In Bridgeport, New Haven, Norwalk, Fairfield, Stamford and surrounding areas in Connecticut
Microsurgery is a relatively recent advance in surgery that involves the transfer of tissue from one part of the body to another part of the body. It involves a highly specialized skill set that involves sewing together very small blood vessels or nerves that can be less than 3 or 4 millimeters in diameter. Microsurgery demands both an exceptional knowledge of anatomy and a creative approach due to the complexity of these wounds.
Who can Benefit from Microsurgery?
Patients might require microsurgery to repair tissue after trauma, restore body form after cancer, correct a genetic defect, or to reattach a limb or finger amputated by trauma. Free flaps, or free tissue transfer, utilizing microsurgical techniques are sometimes the “last ditch” effort to salvage a limb or reconstruct a breast with autologous tissue, tissue that comes from the patient. Frequently, these wounds have failed treatment by other conventional means. Therefore, microsurgery and free flaps are necessary to provide rapid wound closure or even treat underlying infections such as osteomyelitis, or bone infections. These techniques may be needed to replace the missing parts of a wound with other tissue that provide form and function. Free flaps or other flaps may be needed to provide stable and rapid coverage to any wound.
How is Microsurgery Performed?
Microsurgeries are technically demanding and often require many hours in the operating room. Because surgeons are often working with small blood vessels and nerves, a specialized microscope is used for better visualization. A set of techniques are then used depending on the specific case but might include blood vessel repair, vein grafting, nerve repair, and nerve grafting. The most frequently performed microsurgery procedures are:
- Replantation: After amputation, the limb or finger is prepared for reattachment, blood vessels are connected, and the tendons, soft tissue, and nerves are repaired to restore function.
- Transplantation: When an amputated part cannot be reattached, transplantation is used to acquire tissue from another part of the body to restore a missing part.
- Free Flaps: Free flaps involve transferring skin, muscle, fat, or bone to another part of the body that cannot be closed with a traditional skin graft or suture.
Why Choose Dr. Vasquez
Dr. Vasquez has trained at institutions that teach these highly sophisticated plastic surgical techniques such as Memorial-Sloan Kettering Cancer Center, Weill-Cornell Medical University, New York Presbyterian Hospital at Columbia University, Nassau University Medical Center, and the North Shore-LIJ University Health System. His specialized treatment offerings include, but not limited to:
- autologous breast reconstruction (TRAM, DIEP, latissimus dorsi, ALT flaps, etc.)
- free flaps (free TRAM, radial forearm, scapular, serratus anterior, fibula, perforator flaps such as ALT and DIEP flaps)
- digit replantation and toe to thumb transfers
- peripheral nerve repairs
- coverage of high risk wounds, exposed orthopedic hardware, or other vital structures
- other complex defects requiring a combination of various plastic surgical techniques, including free flaps, skin grafts, VAC therapy, etc.)

+ + + + +

** Tasks to complete **
1. According to the microsurgery text, what instrument do surgeons use for better visualization when working with small blood vessels and nerves?
2. Rewrite the part of the microsurgery text that opens with the words containing "- Transplantation: When" and closes with "ALT flaps, etc.)", replacing "reattached" with "reconnected".
The items placed after the microsurgery text play no part in this work.

+ + + + +

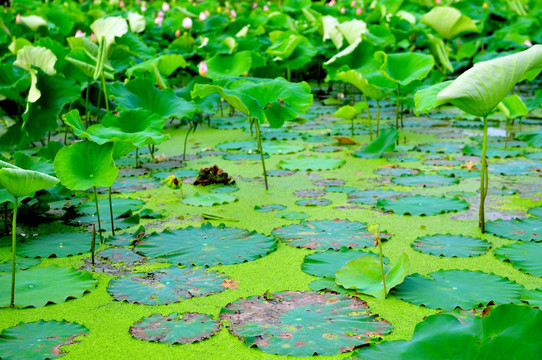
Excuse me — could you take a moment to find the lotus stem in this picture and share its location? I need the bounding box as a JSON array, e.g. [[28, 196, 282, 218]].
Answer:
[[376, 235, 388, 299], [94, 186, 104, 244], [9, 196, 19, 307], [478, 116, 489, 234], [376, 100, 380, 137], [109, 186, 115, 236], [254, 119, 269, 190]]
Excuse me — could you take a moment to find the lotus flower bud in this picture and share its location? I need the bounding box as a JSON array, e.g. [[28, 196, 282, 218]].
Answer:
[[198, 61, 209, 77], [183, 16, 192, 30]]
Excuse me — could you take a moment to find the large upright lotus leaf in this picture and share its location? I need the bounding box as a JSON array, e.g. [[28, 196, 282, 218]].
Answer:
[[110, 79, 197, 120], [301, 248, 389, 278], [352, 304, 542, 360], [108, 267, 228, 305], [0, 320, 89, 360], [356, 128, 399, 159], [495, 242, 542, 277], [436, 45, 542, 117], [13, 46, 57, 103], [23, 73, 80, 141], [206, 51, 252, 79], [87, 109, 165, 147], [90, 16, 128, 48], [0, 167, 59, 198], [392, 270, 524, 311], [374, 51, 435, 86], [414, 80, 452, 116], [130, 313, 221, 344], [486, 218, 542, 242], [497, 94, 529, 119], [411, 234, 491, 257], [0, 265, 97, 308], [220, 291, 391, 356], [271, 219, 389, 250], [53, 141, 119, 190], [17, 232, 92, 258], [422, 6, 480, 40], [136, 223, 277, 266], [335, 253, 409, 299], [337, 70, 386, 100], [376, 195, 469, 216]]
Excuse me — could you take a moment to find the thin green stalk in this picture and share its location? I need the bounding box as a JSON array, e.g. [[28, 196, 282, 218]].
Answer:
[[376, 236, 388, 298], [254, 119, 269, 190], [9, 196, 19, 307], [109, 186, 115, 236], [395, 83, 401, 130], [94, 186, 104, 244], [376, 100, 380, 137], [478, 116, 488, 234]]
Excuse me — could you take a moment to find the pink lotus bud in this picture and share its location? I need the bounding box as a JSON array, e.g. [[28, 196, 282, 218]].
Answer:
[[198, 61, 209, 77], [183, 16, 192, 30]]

+ + + + +

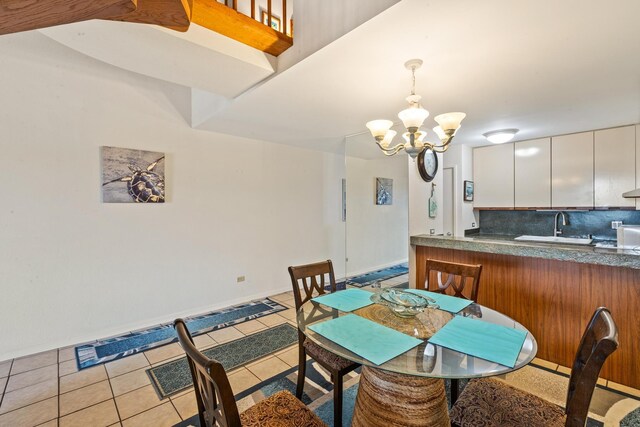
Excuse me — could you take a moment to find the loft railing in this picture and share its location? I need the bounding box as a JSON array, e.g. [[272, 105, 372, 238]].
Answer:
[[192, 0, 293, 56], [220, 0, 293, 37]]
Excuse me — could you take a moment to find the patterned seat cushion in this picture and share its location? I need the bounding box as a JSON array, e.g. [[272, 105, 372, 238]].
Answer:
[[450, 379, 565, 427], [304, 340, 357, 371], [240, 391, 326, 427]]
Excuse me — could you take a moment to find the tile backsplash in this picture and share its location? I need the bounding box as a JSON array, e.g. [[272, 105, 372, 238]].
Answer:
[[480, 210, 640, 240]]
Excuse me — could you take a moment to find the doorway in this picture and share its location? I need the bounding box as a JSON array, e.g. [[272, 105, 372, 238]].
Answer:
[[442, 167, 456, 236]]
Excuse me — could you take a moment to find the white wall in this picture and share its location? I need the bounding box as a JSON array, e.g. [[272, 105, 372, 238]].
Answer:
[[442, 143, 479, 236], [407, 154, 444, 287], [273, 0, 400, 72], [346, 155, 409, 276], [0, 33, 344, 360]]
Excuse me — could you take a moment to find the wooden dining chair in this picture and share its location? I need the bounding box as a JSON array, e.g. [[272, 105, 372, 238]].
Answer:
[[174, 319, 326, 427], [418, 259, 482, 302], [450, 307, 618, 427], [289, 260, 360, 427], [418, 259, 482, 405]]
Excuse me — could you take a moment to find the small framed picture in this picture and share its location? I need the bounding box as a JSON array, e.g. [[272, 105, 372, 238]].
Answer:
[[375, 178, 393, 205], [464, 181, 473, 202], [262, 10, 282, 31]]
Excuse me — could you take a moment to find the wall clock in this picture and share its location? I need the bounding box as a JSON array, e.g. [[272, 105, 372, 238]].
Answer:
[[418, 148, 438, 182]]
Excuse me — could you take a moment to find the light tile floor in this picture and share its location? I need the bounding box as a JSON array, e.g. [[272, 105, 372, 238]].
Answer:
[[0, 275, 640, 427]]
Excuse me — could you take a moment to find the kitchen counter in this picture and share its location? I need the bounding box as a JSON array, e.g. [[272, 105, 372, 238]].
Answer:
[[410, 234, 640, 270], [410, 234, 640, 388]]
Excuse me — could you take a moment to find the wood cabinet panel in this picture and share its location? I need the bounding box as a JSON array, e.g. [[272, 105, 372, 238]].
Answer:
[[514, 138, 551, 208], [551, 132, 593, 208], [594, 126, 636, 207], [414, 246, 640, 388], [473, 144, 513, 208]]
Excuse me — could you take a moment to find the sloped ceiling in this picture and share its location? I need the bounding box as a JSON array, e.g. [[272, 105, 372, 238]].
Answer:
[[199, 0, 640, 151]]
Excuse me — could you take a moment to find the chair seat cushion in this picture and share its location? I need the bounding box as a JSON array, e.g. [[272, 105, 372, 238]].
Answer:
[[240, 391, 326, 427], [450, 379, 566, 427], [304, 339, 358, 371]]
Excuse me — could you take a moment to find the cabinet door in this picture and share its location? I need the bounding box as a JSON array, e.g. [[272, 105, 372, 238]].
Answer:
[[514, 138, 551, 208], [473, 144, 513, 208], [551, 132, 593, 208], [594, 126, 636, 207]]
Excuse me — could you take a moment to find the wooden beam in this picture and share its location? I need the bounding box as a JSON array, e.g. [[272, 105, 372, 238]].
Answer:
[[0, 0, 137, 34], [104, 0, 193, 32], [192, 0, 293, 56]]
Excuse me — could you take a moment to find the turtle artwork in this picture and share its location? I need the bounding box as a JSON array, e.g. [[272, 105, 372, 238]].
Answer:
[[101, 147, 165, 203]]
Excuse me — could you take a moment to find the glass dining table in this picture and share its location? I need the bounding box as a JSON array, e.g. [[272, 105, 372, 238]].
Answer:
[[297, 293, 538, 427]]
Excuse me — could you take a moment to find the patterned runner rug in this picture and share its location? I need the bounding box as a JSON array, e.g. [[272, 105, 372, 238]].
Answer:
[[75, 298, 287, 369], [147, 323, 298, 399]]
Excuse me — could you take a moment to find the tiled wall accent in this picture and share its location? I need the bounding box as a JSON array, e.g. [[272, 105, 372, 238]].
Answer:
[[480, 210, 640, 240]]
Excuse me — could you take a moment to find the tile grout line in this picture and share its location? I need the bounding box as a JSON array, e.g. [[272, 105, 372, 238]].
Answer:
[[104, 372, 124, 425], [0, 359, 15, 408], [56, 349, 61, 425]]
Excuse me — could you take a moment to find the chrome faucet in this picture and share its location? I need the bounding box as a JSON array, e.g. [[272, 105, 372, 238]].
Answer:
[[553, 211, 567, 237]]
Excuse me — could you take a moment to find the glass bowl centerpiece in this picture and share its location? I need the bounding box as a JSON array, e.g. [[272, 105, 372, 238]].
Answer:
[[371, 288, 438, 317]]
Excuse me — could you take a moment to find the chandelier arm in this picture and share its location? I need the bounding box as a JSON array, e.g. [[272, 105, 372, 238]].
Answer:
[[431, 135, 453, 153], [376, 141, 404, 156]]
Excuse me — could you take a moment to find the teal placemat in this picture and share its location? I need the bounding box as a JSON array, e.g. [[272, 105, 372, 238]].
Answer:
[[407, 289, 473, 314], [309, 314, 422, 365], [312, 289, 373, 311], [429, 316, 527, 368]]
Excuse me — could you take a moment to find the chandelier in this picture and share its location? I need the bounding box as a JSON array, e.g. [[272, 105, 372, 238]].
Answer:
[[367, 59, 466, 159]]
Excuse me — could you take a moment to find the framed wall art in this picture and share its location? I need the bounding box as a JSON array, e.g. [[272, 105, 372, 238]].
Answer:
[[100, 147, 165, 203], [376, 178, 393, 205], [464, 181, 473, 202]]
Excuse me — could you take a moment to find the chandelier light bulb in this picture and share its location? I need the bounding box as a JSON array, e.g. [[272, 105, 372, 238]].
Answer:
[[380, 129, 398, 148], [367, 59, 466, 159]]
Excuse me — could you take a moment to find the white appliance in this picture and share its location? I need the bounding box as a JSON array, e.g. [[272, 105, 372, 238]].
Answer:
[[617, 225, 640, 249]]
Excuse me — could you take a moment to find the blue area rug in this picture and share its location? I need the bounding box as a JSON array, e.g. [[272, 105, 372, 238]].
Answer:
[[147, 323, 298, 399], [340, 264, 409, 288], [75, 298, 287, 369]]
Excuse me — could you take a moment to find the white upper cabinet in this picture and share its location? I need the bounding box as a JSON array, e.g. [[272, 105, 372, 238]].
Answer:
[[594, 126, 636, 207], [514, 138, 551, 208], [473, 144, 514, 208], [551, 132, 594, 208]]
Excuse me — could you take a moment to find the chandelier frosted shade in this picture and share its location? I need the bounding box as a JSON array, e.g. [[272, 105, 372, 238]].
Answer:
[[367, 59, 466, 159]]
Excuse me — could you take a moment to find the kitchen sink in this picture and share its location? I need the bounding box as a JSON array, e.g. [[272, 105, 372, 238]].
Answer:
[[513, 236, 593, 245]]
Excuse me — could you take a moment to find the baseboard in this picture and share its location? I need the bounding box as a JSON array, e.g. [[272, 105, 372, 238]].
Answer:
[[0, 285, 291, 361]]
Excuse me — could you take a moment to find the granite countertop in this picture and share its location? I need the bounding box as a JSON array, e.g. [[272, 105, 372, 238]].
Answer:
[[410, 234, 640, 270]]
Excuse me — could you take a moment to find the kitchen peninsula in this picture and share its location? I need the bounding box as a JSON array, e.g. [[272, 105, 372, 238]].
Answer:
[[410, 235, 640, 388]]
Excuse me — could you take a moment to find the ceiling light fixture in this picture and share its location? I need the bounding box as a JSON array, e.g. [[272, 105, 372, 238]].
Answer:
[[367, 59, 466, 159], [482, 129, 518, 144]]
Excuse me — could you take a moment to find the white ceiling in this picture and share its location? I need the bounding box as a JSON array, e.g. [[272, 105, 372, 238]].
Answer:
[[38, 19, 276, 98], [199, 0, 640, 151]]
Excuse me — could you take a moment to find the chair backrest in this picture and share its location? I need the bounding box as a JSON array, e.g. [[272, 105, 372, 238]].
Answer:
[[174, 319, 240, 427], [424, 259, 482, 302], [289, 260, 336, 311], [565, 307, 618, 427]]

+ + + + +

** Answers for the tasks **
1. A specialized microscope.

2.
- Transplantation: When an amputated part cannot be reconnected, transplantation is used to acquire tissue from another part of the body to restore a missing part.
- Free Flaps: Free flaps involve transferring skin, muscle, fat, or bone to another part of the body that cannot be closed with a traditional skin graft or suture.
Why Choose Dr. Vasquez
Dr. Vasquez has trained at institutions that teach these highly sophisticated plastic surgical techniques such as Memorial-Sloan Kettering Cancer Center, Weill-Cornell Medical University, New York Presbyterian Hospital at Columbia University, Nassau University Medical Center, and the North Shore-LIJ University Health System. His specialized treatment offerings include, but not limited to:
- autologous breast reconstruction (TRAM, DIEP, latissimus dorsi, ALT flaps, etc.)